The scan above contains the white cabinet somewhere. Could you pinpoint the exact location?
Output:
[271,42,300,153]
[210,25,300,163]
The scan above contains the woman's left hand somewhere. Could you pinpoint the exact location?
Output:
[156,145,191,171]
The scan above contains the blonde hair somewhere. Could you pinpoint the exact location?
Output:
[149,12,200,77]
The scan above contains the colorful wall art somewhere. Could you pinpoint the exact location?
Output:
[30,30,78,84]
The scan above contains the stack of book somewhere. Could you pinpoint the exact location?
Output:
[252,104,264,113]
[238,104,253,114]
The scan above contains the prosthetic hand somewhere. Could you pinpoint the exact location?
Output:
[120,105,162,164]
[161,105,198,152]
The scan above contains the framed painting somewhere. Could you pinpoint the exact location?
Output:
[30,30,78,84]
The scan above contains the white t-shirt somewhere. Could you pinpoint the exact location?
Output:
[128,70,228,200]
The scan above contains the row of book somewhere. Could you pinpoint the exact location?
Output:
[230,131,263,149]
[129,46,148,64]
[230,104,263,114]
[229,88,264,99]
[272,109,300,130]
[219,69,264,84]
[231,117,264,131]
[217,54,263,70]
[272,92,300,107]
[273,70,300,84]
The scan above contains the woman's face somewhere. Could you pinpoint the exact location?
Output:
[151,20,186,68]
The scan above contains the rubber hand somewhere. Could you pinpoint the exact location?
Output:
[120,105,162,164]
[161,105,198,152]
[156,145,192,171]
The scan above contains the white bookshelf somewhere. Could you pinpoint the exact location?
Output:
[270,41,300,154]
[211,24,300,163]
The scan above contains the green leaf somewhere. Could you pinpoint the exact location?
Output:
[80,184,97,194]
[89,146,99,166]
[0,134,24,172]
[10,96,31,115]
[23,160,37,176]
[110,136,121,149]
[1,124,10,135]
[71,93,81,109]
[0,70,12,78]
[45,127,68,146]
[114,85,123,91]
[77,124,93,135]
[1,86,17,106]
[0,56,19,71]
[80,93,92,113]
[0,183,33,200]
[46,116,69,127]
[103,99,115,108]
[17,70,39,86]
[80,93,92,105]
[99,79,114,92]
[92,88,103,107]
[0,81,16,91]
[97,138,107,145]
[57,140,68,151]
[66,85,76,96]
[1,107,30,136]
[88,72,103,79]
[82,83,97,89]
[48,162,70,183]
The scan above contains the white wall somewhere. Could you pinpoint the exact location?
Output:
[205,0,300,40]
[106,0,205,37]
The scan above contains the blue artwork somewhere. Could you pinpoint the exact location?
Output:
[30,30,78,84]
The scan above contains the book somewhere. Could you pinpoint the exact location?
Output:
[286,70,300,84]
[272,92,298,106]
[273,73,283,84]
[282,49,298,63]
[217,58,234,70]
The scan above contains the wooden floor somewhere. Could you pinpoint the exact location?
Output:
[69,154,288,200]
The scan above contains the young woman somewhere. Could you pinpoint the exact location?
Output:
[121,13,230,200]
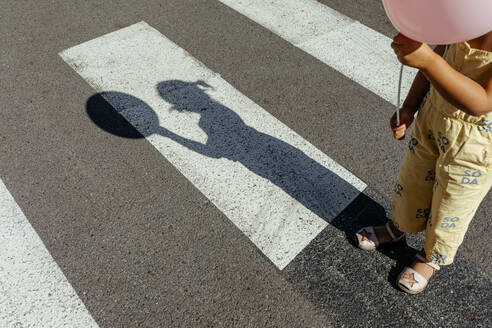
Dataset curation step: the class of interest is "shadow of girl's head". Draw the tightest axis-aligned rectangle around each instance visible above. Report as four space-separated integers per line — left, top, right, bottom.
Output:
157 80 213 112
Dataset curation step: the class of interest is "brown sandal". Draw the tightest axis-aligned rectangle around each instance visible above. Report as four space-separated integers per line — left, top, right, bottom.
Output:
396 254 441 294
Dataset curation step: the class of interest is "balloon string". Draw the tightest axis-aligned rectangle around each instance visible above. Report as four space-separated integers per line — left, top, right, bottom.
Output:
396 64 403 126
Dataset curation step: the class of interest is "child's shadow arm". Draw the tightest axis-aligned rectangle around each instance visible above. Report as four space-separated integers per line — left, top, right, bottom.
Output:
156 126 221 158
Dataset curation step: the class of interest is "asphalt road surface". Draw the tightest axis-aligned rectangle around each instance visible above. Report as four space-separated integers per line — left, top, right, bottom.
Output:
0 0 492 327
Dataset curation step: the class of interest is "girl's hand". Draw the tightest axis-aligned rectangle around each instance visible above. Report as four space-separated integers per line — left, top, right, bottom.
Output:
390 106 416 140
391 33 437 69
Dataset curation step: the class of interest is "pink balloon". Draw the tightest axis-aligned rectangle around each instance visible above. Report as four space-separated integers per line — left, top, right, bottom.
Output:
383 0 492 44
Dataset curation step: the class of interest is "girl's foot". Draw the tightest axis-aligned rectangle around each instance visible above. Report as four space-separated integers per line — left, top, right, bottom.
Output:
355 222 405 251
396 251 440 294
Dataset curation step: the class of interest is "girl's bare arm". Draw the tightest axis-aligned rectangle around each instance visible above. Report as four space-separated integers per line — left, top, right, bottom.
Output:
403 45 446 114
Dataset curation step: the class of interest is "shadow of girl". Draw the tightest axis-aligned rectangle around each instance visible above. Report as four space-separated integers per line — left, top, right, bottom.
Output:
87 80 366 221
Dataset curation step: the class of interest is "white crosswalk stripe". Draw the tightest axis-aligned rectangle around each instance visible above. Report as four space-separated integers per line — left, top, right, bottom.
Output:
61 22 366 269
0 180 98 328
219 0 416 105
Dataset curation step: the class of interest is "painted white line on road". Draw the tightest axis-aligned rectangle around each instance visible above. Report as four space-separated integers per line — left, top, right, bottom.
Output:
219 0 417 106
60 22 366 269
0 180 98 328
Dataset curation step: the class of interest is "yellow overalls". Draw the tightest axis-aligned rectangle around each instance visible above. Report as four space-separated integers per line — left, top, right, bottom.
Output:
393 42 492 265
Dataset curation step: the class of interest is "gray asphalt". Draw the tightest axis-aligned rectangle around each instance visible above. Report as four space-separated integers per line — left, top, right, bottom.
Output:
0 0 492 327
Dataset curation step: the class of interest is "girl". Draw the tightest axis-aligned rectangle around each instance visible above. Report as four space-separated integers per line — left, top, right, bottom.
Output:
356 31 492 294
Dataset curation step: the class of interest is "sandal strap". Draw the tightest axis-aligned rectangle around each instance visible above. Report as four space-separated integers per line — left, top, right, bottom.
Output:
415 253 441 270
384 221 405 242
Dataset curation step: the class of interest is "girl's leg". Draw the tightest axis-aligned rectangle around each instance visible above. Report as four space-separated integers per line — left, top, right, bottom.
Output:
424 145 492 265
392 112 439 233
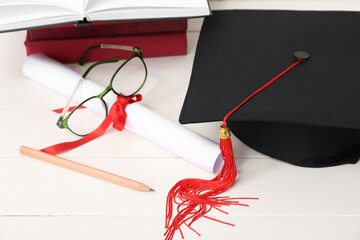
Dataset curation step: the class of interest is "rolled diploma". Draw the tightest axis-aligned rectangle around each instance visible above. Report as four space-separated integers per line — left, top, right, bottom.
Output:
23 54 223 173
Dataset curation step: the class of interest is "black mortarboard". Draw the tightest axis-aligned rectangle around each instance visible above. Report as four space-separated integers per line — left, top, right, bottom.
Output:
180 10 360 167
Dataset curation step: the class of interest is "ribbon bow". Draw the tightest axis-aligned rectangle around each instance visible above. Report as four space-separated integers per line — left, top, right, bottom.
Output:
41 94 142 154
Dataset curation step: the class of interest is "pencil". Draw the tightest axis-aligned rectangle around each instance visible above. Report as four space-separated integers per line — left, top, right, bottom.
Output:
20 146 154 192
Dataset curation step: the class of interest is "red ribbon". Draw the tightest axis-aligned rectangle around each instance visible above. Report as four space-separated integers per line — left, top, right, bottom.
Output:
41 94 142 154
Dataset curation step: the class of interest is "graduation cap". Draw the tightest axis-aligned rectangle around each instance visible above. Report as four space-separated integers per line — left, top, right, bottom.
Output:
167 10 360 239
180 10 360 167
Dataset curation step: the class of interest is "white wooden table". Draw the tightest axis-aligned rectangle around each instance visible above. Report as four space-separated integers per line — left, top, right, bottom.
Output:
0 0 360 240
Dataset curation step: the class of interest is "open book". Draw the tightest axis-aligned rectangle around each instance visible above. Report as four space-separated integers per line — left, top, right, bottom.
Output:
0 0 210 32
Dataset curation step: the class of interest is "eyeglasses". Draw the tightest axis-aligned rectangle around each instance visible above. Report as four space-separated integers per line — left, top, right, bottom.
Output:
56 44 147 136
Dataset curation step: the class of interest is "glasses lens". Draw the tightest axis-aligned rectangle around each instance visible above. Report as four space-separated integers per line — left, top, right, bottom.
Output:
112 57 146 96
67 98 106 135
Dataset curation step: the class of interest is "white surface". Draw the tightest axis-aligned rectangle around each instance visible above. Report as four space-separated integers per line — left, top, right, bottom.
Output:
0 0 360 240
23 54 223 173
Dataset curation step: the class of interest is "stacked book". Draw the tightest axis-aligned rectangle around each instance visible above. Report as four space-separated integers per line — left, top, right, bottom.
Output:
25 19 187 63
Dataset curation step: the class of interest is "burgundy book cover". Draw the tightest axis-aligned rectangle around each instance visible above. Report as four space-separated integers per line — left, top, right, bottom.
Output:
25 20 187 63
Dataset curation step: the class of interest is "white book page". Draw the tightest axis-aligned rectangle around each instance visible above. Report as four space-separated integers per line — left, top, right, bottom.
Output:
85 0 210 21
0 0 84 31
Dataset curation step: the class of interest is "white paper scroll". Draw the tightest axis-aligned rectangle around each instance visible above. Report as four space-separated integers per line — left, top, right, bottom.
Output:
23 54 223 173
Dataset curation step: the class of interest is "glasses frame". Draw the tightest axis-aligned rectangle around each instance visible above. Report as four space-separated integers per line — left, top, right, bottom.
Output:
56 44 147 137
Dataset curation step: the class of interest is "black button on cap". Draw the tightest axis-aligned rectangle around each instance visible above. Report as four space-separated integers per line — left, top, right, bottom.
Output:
294 51 310 60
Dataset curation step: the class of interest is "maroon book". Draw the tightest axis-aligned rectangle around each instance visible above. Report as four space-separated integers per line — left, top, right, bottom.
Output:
25 19 187 63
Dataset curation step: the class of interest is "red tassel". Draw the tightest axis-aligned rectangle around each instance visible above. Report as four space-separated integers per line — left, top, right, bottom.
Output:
164 127 258 240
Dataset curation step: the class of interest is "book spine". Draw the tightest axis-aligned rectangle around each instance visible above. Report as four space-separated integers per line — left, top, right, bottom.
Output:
28 19 187 40
25 31 187 63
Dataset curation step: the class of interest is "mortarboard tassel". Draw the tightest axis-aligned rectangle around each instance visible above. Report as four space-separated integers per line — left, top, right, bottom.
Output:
164 51 309 240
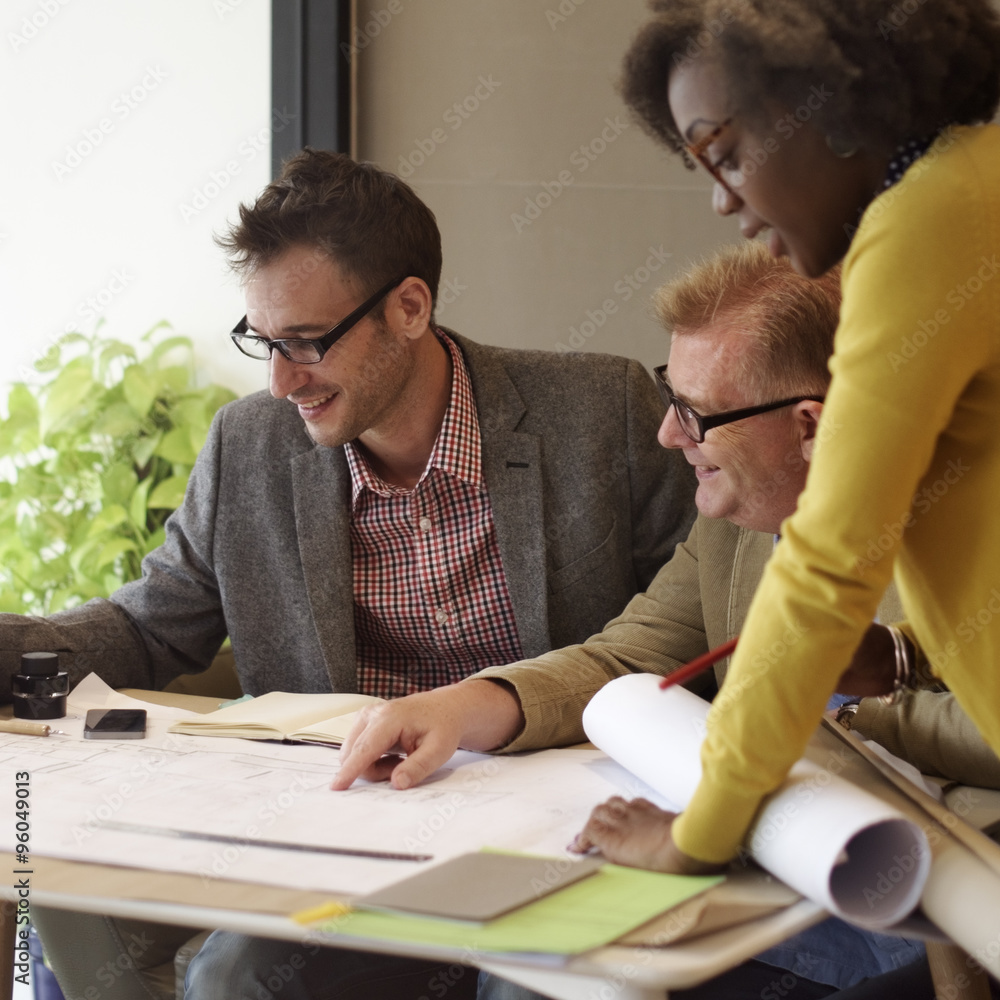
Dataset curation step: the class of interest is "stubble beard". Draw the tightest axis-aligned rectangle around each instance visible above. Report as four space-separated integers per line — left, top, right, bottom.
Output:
306 324 413 448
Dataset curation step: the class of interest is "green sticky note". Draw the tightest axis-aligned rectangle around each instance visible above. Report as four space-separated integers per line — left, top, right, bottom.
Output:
315 865 722 955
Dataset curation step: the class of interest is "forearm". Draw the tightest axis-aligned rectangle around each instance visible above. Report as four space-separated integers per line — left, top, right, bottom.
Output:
0 599 154 701
449 677 524 753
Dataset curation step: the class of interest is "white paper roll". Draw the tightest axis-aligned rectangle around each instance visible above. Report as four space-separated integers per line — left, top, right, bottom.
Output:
583 674 931 929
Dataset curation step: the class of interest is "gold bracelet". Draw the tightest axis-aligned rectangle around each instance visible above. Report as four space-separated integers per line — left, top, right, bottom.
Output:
879 625 913 705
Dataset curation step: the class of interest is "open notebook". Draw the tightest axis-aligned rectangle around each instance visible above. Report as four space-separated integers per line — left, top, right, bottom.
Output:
170 691 383 746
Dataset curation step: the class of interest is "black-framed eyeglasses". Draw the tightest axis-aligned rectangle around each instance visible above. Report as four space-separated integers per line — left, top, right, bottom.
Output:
684 117 739 197
229 278 404 365
653 365 826 444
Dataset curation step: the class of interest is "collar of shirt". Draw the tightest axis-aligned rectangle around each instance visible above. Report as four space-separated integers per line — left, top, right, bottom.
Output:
344 328 485 509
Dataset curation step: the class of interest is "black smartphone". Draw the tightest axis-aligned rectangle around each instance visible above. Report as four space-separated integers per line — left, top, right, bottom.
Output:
83 708 146 740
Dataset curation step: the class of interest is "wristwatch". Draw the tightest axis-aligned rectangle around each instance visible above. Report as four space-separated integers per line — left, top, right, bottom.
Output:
836 701 861 729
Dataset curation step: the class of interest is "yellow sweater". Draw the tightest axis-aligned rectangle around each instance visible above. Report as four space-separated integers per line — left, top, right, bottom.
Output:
674 125 1000 861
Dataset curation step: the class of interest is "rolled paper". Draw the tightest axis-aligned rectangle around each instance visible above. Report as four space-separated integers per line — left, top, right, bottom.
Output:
583 674 931 929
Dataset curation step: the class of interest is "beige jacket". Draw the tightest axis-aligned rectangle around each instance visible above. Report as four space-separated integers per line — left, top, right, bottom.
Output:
474 517 1000 788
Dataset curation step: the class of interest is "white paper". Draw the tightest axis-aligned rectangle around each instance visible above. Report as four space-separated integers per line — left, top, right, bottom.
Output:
0 689 672 894
67 674 199 721
583 674 931 928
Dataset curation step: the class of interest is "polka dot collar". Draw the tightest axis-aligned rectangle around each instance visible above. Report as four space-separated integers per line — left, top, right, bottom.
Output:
882 132 938 191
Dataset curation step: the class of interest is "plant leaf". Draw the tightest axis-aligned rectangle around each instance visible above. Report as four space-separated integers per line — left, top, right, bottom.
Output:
154 426 198 465
41 359 94 440
146 476 188 510
122 365 157 417
95 538 139 572
87 503 128 538
101 462 139 506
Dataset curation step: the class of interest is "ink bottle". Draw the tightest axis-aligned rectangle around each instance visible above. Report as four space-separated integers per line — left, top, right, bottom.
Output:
11 653 69 719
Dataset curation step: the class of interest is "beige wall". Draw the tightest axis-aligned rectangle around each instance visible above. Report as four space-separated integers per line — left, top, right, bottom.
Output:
355 0 739 367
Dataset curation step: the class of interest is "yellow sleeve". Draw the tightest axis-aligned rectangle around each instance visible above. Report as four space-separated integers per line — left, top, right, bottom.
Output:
674 127 1000 862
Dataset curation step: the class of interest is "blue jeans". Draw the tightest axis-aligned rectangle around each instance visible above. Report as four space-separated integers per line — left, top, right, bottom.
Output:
184 931 476 1000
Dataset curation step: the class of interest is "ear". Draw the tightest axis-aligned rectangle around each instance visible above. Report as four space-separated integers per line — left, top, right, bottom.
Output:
794 399 823 462
385 276 434 340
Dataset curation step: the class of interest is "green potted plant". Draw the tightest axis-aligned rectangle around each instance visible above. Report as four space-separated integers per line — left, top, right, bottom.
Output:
0 323 235 614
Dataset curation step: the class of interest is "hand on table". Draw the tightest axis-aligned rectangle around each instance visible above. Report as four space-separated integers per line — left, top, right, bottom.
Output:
571 795 725 875
837 625 909 698
330 680 523 790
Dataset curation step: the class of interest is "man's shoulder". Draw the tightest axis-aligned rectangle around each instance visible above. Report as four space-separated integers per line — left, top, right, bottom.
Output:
448 331 652 401
216 389 313 452
219 389 302 430
446 330 641 377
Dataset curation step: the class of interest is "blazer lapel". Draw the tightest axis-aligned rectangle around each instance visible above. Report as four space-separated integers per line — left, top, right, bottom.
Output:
291 447 358 692
448 330 552 658
729 528 774 635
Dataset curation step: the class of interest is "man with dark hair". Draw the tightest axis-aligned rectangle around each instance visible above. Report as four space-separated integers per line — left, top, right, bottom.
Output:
15 150 694 1000
335 242 1000 1000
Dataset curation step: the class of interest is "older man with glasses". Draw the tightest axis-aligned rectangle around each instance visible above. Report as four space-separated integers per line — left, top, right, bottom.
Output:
17 150 695 1000
335 242 1000 1000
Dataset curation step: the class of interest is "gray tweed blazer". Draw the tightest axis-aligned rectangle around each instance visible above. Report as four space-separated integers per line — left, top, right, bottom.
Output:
0 335 695 694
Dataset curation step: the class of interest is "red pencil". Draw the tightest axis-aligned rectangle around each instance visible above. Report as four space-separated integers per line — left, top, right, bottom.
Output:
660 636 739 689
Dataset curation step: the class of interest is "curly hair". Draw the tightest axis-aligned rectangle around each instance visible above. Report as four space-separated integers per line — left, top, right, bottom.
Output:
653 240 840 401
215 147 441 304
620 0 1000 158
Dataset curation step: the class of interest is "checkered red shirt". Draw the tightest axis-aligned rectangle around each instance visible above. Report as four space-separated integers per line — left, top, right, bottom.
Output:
344 332 521 698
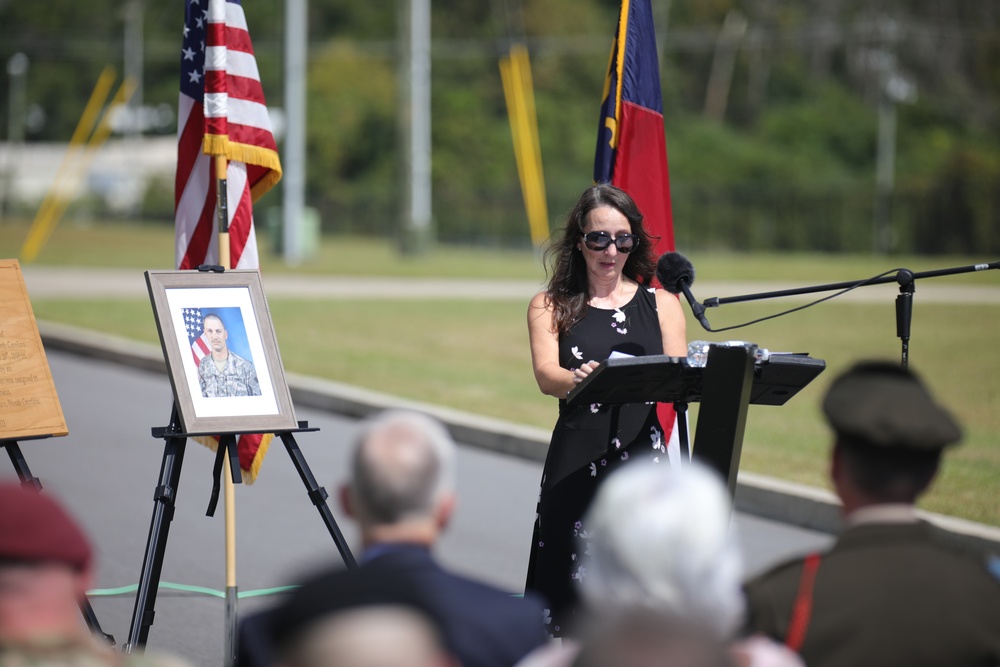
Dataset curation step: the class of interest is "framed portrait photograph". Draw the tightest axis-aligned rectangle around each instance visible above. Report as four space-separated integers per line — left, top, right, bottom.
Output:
146 271 298 435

***

**THE REQUEST**: Please write out the rows again, beginning at the line that has "The scan above contains the row" and stopping after the line that has "[121,13,230,200]", with "wooden floor" swapped for "hardwood floor" and nothing else altered.

**SOLUTION**:
The scan above contains the row of book somewhere. Could you pinpoint the exact location?
Output:
[230,131,263,149]
[129,46,148,64]
[230,104,263,114]
[229,88,264,99]
[272,109,300,130]
[219,69,264,84]
[231,117,264,131]
[217,54,263,70]
[272,92,300,107]
[273,70,300,84]
The scan above contains the woman's face somewhere. Could you pinpoint the exact location?
Output:
[151,20,186,68]
The scan above contains the rubber hand somewhere. Could you pinpoint the exact location?
Output:
[120,105,162,164]
[161,105,198,152]
[156,145,192,171]
The scan above contains the white bookshelf somewhere. Could you pinpoint the exact location?
Output:
[270,41,300,154]
[211,24,300,163]
The scan above contains the green leaf somewhere. Could you pinpoint the exact location?
Output:
[80,184,97,194]
[89,146,99,166]
[0,134,24,172]
[10,96,31,115]
[23,160,37,176]
[110,136,121,149]
[1,124,10,135]
[71,93,81,109]
[0,70,12,78]
[45,127,68,146]
[114,85,123,91]
[77,124,93,135]
[1,86,17,106]
[0,56,19,71]
[80,93,92,113]
[0,183,33,200]
[46,116,69,127]
[103,99,115,108]
[17,70,39,86]
[80,93,92,105]
[99,79,114,92]
[92,88,103,107]
[0,81,16,91]
[97,138,107,145]
[57,140,68,151]
[66,85,76,96]
[1,107,30,136]
[88,72,103,79]
[82,83,97,89]
[48,162,70,183]
The scan above contains the white wall somewhere. Could you pinpoint the exact location?
Output:
[205,0,300,40]
[106,0,205,37]
The scan above contains the blue artwork somewhere. Could you pinpoint the exact location?
Output:
[30,30,78,84]
The scan above contains the book somewhere. Could you pinpoint the exact location?
Output:
[286,70,300,84]
[272,92,298,106]
[273,73,283,84]
[282,49,298,63]
[217,58,234,70]
The scan above contains the hardwood floor somewhere. Could you pinpoint the exact location?
Output:
[69,154,288,200]
The scan above contains the young woman somewhere. Could you pinpoint the exact location?
Output:
[121,13,230,200]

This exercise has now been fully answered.